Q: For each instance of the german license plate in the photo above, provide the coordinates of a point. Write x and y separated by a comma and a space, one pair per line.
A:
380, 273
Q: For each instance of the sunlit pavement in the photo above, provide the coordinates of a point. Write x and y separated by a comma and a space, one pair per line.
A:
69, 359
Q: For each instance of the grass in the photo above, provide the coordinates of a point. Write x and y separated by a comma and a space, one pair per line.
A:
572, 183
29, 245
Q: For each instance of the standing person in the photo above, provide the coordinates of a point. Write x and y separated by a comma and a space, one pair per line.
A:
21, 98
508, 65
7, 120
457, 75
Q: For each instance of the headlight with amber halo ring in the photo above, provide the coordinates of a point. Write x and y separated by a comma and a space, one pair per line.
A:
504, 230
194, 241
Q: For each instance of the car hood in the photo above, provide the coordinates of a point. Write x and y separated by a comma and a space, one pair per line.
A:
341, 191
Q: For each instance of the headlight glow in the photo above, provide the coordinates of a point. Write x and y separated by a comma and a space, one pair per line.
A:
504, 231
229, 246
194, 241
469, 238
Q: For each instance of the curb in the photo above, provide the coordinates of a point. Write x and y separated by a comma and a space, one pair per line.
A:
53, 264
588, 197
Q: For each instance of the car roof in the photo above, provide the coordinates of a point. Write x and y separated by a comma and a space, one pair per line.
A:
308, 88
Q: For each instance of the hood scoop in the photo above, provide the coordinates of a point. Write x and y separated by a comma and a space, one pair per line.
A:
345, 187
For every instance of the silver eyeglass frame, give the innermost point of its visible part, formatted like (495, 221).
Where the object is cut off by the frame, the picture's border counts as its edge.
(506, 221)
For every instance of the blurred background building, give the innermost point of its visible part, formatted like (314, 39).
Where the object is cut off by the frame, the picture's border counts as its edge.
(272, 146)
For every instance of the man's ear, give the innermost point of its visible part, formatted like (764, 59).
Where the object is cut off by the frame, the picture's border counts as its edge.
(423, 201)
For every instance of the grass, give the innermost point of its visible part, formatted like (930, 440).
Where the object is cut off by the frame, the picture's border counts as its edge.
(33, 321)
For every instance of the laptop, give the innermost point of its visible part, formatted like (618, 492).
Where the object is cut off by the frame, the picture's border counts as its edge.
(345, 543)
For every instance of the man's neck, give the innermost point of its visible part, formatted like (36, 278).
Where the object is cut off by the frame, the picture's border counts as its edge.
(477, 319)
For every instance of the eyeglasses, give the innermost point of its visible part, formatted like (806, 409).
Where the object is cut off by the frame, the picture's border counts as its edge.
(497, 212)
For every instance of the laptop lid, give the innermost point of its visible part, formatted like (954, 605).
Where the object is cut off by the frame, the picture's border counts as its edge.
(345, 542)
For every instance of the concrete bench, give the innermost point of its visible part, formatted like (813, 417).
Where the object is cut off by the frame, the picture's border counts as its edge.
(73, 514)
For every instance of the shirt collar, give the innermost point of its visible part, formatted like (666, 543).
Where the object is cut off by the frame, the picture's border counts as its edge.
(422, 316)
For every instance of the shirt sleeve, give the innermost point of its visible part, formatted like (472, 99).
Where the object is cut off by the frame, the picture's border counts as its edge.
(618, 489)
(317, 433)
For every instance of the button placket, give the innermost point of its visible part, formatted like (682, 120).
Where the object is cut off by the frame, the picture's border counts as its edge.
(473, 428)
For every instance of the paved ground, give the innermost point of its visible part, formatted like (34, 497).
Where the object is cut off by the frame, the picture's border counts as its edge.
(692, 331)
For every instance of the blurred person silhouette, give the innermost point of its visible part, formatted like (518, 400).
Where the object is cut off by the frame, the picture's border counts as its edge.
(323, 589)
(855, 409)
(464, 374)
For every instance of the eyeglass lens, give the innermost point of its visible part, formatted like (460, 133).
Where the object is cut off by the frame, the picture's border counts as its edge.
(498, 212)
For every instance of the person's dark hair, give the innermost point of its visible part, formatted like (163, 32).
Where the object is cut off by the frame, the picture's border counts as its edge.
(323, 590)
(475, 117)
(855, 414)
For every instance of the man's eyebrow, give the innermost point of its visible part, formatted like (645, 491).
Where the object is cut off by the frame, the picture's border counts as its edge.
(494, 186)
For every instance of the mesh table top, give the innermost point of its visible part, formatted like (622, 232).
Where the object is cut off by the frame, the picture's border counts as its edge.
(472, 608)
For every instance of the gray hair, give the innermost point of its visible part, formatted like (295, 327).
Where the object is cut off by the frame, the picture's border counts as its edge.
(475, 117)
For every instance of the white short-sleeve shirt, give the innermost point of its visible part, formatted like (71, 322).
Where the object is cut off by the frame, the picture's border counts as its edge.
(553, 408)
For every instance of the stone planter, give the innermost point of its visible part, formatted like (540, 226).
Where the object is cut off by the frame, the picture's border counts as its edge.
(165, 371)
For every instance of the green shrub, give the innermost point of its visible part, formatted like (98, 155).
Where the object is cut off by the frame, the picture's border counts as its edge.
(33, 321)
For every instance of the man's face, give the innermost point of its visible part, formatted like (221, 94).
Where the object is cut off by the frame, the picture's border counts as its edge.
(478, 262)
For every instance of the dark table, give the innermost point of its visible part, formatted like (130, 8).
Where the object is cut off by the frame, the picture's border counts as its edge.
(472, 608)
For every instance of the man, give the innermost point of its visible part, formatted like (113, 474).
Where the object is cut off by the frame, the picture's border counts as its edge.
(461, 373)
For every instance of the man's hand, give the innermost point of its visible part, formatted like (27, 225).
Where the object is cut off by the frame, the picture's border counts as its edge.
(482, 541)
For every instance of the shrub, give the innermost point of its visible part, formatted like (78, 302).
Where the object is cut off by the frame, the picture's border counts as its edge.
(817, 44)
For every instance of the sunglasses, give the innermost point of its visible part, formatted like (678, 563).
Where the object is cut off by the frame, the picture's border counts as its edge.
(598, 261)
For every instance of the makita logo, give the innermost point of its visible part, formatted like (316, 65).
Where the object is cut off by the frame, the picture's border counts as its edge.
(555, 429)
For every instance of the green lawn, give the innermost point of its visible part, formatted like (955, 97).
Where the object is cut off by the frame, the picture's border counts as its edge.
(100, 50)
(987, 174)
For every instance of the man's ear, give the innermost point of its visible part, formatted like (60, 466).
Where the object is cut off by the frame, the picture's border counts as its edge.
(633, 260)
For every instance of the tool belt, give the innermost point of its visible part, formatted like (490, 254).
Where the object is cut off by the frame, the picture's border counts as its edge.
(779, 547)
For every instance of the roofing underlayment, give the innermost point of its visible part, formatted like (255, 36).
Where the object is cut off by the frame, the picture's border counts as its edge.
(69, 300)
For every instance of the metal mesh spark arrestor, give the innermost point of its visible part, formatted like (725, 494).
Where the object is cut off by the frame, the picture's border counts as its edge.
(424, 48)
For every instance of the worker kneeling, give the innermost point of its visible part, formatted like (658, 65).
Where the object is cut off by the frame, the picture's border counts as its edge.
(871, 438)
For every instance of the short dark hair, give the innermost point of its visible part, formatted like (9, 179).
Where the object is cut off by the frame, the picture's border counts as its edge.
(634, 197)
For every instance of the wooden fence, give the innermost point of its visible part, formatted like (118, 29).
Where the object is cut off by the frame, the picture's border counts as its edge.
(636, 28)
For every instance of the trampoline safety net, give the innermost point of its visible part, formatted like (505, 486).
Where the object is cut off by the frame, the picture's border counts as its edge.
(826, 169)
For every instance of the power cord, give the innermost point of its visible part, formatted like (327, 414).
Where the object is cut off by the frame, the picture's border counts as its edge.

DESCRIPTION OF THE TASK:
All records above must be set down exactly, please.

TASK RESPONSE:
Q: For each instance of the german license plate in the photo above, provide the coordinates of a point. Write x and y separated by a comma and a space, one pair per line.
A:
380, 273
Q: For each instance of the sunlit pavement in the photo above, provide the coordinates of a point. Write x and y separated by a comma and a space, one pair per line.
A:
69, 359
Q: For each instance of the grass in the photo above, provide the coordinates of a point. Write x and y separated by a comma and a space, one pair per line.
A:
572, 183
29, 245
Q: For each instance of the standing person in the photo above, provide the coordinates of a point. Write x and y separated by a comma and a space, one pair per line.
A:
21, 98
508, 65
7, 120
457, 75
Q: For each instance of the headlight with amber halo ring in the photo above, provide the coordinates of a point. Write x and y separated by a comma and a space, one pair per line.
A:
504, 230
194, 241
Q: For each instance of the car hood in the photo above, provide the coordinates of a point. Write x and y separated by a comma and a space, one pair per line.
A:
341, 191
Q: For each instance of the headlight glow in the photo above, provide the coordinates of a point. Write x and y separated by a comma and a space, one pair per line.
A:
504, 231
229, 246
194, 241
469, 238
Q: For each instance of the curb in the photo above, provide the coordinates of a point. Write x and y separated by a comma and a space, one pair per line.
A:
53, 264
588, 197
Q: For each instance of the car roof in the photo above, provide the coordinates of a point. Write x and y separated by a comma and a space, one pair per line.
A:
308, 88
Q: For each instance of the hood scoop in the photo above, provide the coordinates of a point. Write x and y separated by a comma and a space, one pair per line.
A:
345, 187
For every instance of the silver eyeglass frame, give the innermost point of its visible part, formatted like (495, 221).
Where the object is cut off by the frame, the picture's border counts as its edge.
(506, 221)
For every instance of the blurred background building, give the innermost point of its visible part, formatted like (314, 39).
Where the object is cut off by the frame, the picture's border counts as its edge.
(272, 146)
For every instance of the man's ear, give the innermost point of its visible part, formatted like (764, 59).
Where the object is cut off by the frame, the picture's border counts as its edge.
(423, 201)
For every instance of the grass, give the innermost point of its visible part, formatted like (930, 440).
Where the object is cut off by the frame, the picture's border counts as its edge.
(33, 321)
For every instance of the laptop, give the innermost point of its visible part, formatted like (618, 492).
Where the object is cut off by the frame, the picture's border counts as its edge.
(345, 543)
For every instance of the man's neck, give the innermost point of its visible part, formatted like (36, 278).
Where the object is cut off by the frame, the picture's border counts as its edge.
(477, 319)
For every instance of the eyeglasses, give the innermost point of its visible part, formatted like (806, 409).
Where the object is cut off by the frame, the picture's border counts as its edge.
(497, 212)
For every instance of the laptop lid, give the innermost point of its visible part, formatted like (954, 605).
Where the object is cut off by the frame, the picture's border counts as its edge.
(345, 542)
For every instance of the concrete bench, give the innermost point of its visible part, formatted like (813, 417).
Where the object is cut off by the frame, the picture's border counts as its edge.
(73, 514)
For every instance of the shirt collar, give the innermost point of its visible part, formatted like (666, 543).
Where the object is cut off by the frame, the picture's border counts as its edge.
(422, 316)
For every instance of the shirt sleeve, give the innermost point of its visible part, formatted like (472, 99).
Where the object is cut off by the frame, the picture's border counts as its edge.
(618, 489)
(317, 433)
For every instance of the button placket, give the innermost point of its visible part, formatted like (682, 120).
Where the object is cut off by the frame, the picture's border counts as its edge.
(473, 428)
For every instance of the paved ground, give the innermost point of its visible part, formatted like (34, 497).
Where the object is cut off by the frame, the picture's border counts as its edge.
(692, 331)
For every instance of the blurred person silhouette, give the innermost point of its visible part, formatted like (518, 400).
Where the object is cut off by the frame, the picture's border counts as its edge.
(323, 589)
(855, 409)
(464, 374)
For every instance of the eyeglass lens, give the innermost point of its visible part, formatted like (460, 133).
Where the object is cut off by the frame, the picture's border counts as its edge.
(498, 212)
For every instance of the person's dark hair, give the innermost point of its visible part, formatted like (163, 32).
Where the object is cut off by the frame, the picture's border counts as its edge.
(323, 590)
(475, 117)
(855, 414)
For every instance of the man's eyebrow, give the innermost point of its visible part, formatted like (645, 491).
Where the object is cut off by the frame, the picture's border counts as its edge.
(494, 186)
For every instance of the mesh table top, give the innermost point of its visible part, formatted like (622, 232).
Where the object is cut off by the frame, the picture's border counts as its edge.
(472, 608)
For every instance of the gray hair, give the innermost point of its visible part, formatted like (295, 327).
Where the object is cut off by the frame, the picture's border counts as its edge.
(475, 117)
For every instance of the white short-sleeve shirt, give the innermost point of its visible part, formatted like (71, 322).
Where the object is cut off by the frame, the picture's border counts as its edge.
(553, 408)
For every instance of the stone planter, give the innermost point of its visible part, formatted like (540, 226).
Where the object is cut off by the frame, the picture's border counts as its edge.
(165, 371)
For every instance of the green shrub, give the innermost point of its visible part, formatted like (98, 155).
Where the object is cut off by the frame, the picture's border counts as its edge.
(33, 321)
For every instance of the man's face, give the innermost point of its visible part, formatted like (221, 94).
Where the object is cut off by the frame, the picture's border counts as its edge.
(478, 262)
For every instance of the dark table, give the innermost point of its visible part, formatted like (130, 8).
Where the object is cut off by the frame, the picture's border counts as its edge.
(472, 608)
For every instance of the man, give the innermost point of its visible part, formatted like (113, 474).
Where the object is cut off by the frame, the picture's border counts as its edge.
(461, 373)
For every instance of the man's hand, give the innermost point of its visible part, formatted like (27, 225).
Where the object is cut off by the frame, the picture's border counts as its edge.
(482, 541)
For every instance of the shrub, give the innermost point of its visible part, formatted like (78, 302).
Where the object is cut off by the frame, the picture's border counts as its edge.
(817, 44)
For every instance of the sunglasses, give the innermost point of its visible part, formatted like (678, 563).
Where the object is cut off by the frame, the picture's border counts as its edge.
(598, 261)
For every instance of the makita logo, give the innermost point of its visible part, formatted like (316, 65).
Where the object is cut off by the frame, the picture's border counts as its edge.
(555, 429)
For every instance of the green lawn, give the innermost point of its visible part, formatted like (955, 97).
Where the object is cut off by the frame, the picture's border counts as its edge.
(100, 50)
(987, 174)
For every instance of the man's ear, give the innermost point of its visible part, formatted like (60, 466).
Where the object is cut off by the frame, the picture's border counts as its edge.
(633, 260)
For every instance of the tool belt, give the innermost point of its visible part, formatted like (490, 254).
Where the object is cut off by the frame, the picture's border counts as its edge.
(779, 547)
For every instance of the roofing underlayment, give the innermost point of its visible part, formatted like (255, 36).
Where the object is cut off by the frame, the picture's border counts as its edge.
(69, 300)
For every instance of the metal mesh spark arrestor, give the innermost point of its visible part, formatted like (725, 494).
Where the object is cut off by the frame, the picture's border counts as its edge.
(424, 48)
For every instance of the worker kneeling, give the innermost point of its visible part, formatted like (658, 65).
Where the object is cut off by the frame, the picture's border counts as its edge.
(871, 438)
For every instance of the short dark hair, give the innermost point of its visible part, formatted like (9, 179).
Where the object is cut off by the frame, the picture's border counts as its edge.
(634, 197)
For every instance of the wooden fence, give the innermost point of its visible part, formatted like (118, 29).
Where the object is cut off by the frame, the picture's border counts as its edge.
(636, 28)
For every instance of the trampoline safety net, give the innermost point of its visible part, formatted like (505, 486).
Where the object is cut off by the frame, the picture's border counts as its edge.
(826, 169)
For every instance of the power cord, give the innermost point of its visible part, formatted like (327, 414).
Where the object is cut off by the frame, the picture's border counts as its edge.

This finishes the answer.